§ Short exercise A:
For the text on Greek life, decide whether each statement agrees with it: (i) legacy status and letters of recommendation have traditionally pushed White women further in recruitment; (ii) members of color are afforded the experience Greek life has always advertised; (iii) a chapter with no Person of Color is described as rare. Answer yes or no for each, quoting the deciding words of the text.

§ Source:
Greek life embodies the definition of a historically White institution on every level. Regardless of the diverse groups present on campus, it’s one of the only places you can go at any given time and see an all-White membership untouched by outside diversity. Sororities are the pinnacle of tradition, an altered state of reality where it’s completely fine, and almost normal, to have not one Person of Color in a chapter. This is a regular practice in many sororities, upheld by legacy status and letters of recommendation, which have traditionally pushed White women further in the recruitment process while discriminating against women of color. Systematically rejecting marginalized groups of people reduces diversity and representation in Greek communities. It also isolates the overall Greek experience for members of color, because it effectively tokenizes marginalized members by reducing them to statistics used to satisfy diversity reports.
The tradition of racial discrimination has created a duality in the Greek life we now know, a split in the Greek life experience. On one hand, White members are afforded the experience that Greek life has always advertised, and the privileges that come with it. On the other hand, the members of color and members of marginalized groups experience a half-reality, one where they are forced to play a role that was never written for them to begin with for a White audience.

§ Short exercise B:
In the entries below, transcribe the stretch from the line that contains "the pool deck" through the line that contains "column 153, row 222", with both of those lines included.

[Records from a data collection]
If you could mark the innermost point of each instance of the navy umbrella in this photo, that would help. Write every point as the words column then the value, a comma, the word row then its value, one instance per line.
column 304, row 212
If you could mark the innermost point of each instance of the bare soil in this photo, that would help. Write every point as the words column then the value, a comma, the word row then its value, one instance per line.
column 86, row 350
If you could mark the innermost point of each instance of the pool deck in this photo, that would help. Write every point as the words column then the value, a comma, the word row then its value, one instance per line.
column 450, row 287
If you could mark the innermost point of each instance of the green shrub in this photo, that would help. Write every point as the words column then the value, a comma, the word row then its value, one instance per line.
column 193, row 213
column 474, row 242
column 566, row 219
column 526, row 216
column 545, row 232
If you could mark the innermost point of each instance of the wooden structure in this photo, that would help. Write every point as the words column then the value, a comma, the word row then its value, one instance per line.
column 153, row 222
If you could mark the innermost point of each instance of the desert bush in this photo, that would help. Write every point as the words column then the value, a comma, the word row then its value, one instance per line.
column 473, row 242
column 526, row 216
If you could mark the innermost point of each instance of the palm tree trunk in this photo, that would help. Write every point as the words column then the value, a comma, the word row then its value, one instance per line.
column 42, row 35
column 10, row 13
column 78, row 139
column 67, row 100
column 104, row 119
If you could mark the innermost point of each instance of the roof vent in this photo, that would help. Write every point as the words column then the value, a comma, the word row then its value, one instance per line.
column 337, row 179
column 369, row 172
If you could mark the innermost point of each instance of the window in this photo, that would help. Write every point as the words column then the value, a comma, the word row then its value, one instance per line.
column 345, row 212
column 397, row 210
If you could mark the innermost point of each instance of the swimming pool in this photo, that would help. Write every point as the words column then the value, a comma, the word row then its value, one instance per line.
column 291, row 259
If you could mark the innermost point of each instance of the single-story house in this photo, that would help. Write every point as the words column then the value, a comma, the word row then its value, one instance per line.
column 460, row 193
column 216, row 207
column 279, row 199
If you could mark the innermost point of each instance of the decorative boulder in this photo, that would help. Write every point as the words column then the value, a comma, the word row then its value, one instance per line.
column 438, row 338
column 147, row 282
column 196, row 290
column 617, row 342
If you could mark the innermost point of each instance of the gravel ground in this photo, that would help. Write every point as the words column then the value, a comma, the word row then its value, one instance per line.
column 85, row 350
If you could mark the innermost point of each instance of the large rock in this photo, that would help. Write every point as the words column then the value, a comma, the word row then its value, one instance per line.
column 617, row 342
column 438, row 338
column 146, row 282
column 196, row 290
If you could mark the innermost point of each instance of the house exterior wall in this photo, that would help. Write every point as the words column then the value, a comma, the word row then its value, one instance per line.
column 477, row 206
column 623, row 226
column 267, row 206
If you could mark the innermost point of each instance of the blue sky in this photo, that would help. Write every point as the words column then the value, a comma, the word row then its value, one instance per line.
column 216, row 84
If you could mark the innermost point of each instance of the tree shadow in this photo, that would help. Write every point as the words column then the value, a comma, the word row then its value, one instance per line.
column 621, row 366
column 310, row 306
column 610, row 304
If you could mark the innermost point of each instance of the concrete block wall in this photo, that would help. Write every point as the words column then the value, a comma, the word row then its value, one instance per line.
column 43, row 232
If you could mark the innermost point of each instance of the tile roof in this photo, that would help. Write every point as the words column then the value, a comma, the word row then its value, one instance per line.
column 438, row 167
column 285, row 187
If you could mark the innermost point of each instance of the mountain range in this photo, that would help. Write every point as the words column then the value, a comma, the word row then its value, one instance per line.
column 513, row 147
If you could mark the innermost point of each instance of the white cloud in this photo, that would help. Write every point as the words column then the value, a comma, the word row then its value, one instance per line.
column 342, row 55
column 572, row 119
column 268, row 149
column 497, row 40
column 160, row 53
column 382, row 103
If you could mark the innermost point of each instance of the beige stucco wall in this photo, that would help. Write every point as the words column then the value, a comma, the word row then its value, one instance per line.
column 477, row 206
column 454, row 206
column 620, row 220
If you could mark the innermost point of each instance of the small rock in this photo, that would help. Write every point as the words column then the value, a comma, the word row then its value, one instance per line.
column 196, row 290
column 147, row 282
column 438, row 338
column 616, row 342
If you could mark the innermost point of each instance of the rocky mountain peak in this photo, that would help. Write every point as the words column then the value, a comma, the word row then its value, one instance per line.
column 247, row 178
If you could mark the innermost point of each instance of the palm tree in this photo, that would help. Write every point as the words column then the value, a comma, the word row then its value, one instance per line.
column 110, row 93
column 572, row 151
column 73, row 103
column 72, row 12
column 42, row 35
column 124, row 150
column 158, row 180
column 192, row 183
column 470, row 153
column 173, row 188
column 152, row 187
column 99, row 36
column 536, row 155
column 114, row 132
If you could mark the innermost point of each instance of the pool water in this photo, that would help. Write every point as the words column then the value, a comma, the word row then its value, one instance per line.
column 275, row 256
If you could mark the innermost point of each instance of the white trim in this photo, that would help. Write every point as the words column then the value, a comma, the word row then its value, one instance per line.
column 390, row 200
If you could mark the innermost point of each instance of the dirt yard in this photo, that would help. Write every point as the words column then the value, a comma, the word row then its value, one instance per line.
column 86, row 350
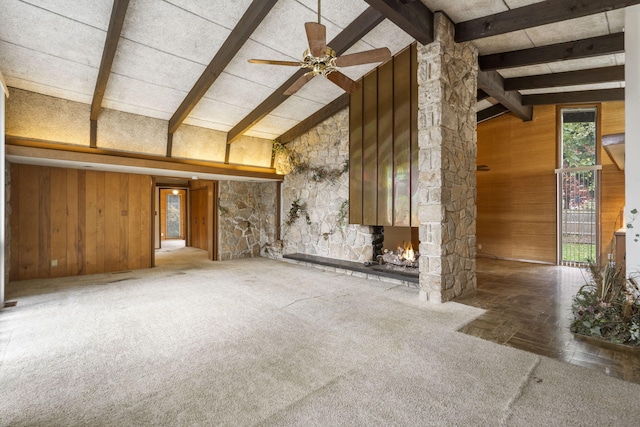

§ Full solution A:
(i) Yes: "upheld by legacy status and letters of recommendation, which have traditionally pushed White women further in the recruitment process"
(ii) No: "White members are afforded the experience that Greek life has always advertised"
(iii) No: "This is a regular practice in many sororities"

§ Full solution B:
If you could mark the innermost point of each instance of the pool deck in this photo, that would help. Write every point as the words column then the value, a comma, the word row then its value, one instance per line.
column 450, row 287
If you could mark the innermost point of each instance of the green shrub in this photo, that would help. Write every point as the words column then the value, a comma, the word row then its value, one instance per line.
column 193, row 213
column 474, row 242
column 566, row 219
column 526, row 216
column 545, row 232
If you could mark the innermost point of each instance of the wooden structure in this photo, that would help. Write every point as the words column then the value, a comma, the word row then its value, one instance per line.
column 153, row 222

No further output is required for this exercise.